##### Supplied passage #####

As expected, the Federal Communications Commission has formerly announced a new net neutrality proposal.
Chairwoman Jessica Rosenworcel announced the new proposal, making the case that such regulation was more important than ever in a post-pandemic world when people rely on the internet far more than in the past.
“In the wake of the pandemic and the generational investment in internet access, we have a window to update our policies to make sure that the internet is not only open, but fast and fair, safe and secure,” said Rosenworcel. I am committed to seizing this opportunity. Now is the time for our rules of the road for internet service providers to reflect the reality that internet access is a necessity for daily life. Let’s get to it.”
Rosenworcel outlined the benefits to consumers:
- Openness – Establish basic rules for Internet Service Providers that prevent them from blocking legal content, throttling your speeds, and creating fast lanes that favor those who can pay for access.
- Security – Reclassify broadband internet access to give the FCC and its national security partners the tools needed to defend our networks from potential security threats.

##### Supplied data #####

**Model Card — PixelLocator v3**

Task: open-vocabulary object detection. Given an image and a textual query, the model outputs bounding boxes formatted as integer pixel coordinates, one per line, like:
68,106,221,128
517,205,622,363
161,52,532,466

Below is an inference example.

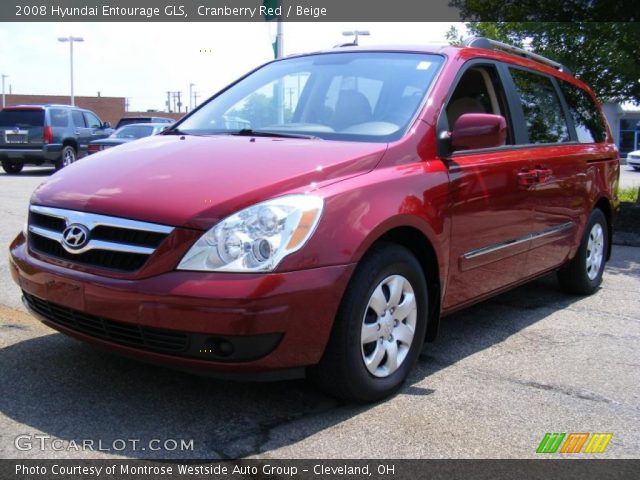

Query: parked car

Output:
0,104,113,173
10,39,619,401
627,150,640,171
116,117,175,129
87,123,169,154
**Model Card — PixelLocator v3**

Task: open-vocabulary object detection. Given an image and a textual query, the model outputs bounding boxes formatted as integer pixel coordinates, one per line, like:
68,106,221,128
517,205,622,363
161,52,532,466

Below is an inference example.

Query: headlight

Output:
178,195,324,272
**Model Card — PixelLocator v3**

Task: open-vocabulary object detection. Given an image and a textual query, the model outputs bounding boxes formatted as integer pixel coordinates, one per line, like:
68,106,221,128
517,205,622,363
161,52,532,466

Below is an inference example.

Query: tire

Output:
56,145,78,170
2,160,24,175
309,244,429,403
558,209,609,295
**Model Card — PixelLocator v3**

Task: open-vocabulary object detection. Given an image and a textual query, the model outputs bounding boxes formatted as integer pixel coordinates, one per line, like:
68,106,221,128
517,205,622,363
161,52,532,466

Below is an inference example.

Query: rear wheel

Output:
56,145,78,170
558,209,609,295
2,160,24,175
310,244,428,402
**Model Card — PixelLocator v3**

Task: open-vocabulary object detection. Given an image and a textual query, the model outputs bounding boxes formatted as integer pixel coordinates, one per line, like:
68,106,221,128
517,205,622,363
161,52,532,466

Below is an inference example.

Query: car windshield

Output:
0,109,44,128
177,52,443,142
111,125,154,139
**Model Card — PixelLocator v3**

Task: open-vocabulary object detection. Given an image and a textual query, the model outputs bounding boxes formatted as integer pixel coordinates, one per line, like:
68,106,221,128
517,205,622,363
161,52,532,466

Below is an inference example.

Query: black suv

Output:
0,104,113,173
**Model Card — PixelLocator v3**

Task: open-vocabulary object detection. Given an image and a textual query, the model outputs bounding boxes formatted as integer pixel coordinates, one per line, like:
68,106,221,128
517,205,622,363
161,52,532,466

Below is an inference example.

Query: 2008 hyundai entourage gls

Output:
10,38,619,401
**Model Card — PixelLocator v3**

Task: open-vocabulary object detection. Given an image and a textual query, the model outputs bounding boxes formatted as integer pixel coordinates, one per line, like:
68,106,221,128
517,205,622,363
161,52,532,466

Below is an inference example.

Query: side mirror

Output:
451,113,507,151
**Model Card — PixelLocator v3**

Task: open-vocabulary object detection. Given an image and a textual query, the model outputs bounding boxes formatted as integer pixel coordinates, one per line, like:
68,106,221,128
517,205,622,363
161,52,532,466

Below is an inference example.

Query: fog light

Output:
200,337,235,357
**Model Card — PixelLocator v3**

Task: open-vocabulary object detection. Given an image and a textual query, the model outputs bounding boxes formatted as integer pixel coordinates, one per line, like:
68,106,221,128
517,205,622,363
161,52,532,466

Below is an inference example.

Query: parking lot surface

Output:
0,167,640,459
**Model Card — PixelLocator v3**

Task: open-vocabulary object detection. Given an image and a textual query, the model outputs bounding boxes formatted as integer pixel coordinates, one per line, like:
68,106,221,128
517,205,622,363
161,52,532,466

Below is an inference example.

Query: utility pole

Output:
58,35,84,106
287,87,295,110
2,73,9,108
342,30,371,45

#####

## [Problem description]
Answer these questions from the net neutrality article:
1. Who announced the new proposal?
2. Under the openness benefit, what three things would the basic rules stop Internet Service Providers from doing?
3. Under the security benefit, what would be reclassified?
The items have no connection to the net neutrality article.

## [The answer]
1. Chairwoman Jessica Rosenworcel.
2. Blocking legal content, throttling speeds, and creating fast lanes that favor those who can pay for access.
3. Broadband internet access.